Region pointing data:
↓↓↓
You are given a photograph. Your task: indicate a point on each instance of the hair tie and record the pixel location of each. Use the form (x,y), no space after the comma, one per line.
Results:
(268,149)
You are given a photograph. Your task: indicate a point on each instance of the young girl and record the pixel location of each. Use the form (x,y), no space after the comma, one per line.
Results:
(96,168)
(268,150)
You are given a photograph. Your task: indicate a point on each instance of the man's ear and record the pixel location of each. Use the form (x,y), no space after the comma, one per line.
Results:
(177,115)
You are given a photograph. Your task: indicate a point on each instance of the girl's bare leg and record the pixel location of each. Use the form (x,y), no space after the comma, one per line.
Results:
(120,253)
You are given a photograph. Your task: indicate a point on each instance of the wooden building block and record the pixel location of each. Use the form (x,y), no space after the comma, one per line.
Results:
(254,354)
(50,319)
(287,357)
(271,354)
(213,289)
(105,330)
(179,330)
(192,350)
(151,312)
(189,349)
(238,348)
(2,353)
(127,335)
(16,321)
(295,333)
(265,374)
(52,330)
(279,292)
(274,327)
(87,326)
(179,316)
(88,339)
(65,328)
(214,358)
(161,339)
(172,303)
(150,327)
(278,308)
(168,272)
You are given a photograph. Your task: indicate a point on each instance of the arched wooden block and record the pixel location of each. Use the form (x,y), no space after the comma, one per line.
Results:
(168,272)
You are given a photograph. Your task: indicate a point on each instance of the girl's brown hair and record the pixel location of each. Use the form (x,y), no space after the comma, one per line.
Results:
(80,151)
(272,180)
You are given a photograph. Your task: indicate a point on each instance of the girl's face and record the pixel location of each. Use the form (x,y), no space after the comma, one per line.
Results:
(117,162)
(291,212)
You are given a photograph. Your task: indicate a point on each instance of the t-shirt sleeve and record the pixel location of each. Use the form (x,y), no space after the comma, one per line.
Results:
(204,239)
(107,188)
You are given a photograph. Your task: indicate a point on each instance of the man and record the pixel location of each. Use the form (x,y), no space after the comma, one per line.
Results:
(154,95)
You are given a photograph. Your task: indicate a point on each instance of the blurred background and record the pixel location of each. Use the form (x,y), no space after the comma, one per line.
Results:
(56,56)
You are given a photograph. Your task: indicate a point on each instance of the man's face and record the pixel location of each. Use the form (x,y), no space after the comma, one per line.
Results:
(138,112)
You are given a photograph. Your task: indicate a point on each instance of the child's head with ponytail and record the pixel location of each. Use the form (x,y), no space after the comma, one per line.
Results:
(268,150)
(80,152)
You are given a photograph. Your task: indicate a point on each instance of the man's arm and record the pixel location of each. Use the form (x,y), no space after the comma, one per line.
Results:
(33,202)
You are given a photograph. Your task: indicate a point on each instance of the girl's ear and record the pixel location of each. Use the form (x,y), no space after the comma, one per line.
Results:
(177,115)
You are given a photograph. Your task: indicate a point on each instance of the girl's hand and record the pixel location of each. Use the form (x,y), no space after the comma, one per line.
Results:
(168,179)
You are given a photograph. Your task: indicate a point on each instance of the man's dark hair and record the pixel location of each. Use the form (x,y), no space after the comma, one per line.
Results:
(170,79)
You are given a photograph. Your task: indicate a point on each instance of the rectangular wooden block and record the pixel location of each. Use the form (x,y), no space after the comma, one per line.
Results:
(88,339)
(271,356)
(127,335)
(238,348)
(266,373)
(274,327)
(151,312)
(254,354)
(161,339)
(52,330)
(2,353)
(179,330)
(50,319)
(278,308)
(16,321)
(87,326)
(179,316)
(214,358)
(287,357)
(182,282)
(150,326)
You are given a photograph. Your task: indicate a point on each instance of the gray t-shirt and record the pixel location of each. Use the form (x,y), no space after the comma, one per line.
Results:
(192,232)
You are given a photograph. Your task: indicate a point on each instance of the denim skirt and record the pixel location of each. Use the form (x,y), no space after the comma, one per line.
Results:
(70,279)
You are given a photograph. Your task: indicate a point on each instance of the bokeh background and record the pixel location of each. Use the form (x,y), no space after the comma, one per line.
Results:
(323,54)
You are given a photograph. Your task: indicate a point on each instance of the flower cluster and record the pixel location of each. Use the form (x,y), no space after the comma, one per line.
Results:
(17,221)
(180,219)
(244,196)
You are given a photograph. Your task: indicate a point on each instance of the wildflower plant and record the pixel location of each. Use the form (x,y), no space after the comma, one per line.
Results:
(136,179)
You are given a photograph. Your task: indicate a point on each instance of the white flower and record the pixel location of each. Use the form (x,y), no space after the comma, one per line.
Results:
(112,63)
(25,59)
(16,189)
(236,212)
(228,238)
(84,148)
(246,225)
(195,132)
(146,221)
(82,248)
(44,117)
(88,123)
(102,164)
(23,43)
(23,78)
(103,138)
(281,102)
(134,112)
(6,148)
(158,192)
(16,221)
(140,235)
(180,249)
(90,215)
↑↑↑
List every line above containing the word "block".

*Solved problem*.
You are given a photograph. Your task: indicate a point on each instance of the wooden building block and record the pixel location of each. Use the form (x,y), no space after the comma, one per line.
You are given a photograph. Your task: indicate a point on each instance of the arched wooden block and record the pixel location of each. Use the form (x,y), no space after the comma, one per line.
You are given a photograph. Your task: indicate a point on each instance of the rectangular wooden block and record the pixel location of each. Use the form (x,y), no space after the comma, one per line.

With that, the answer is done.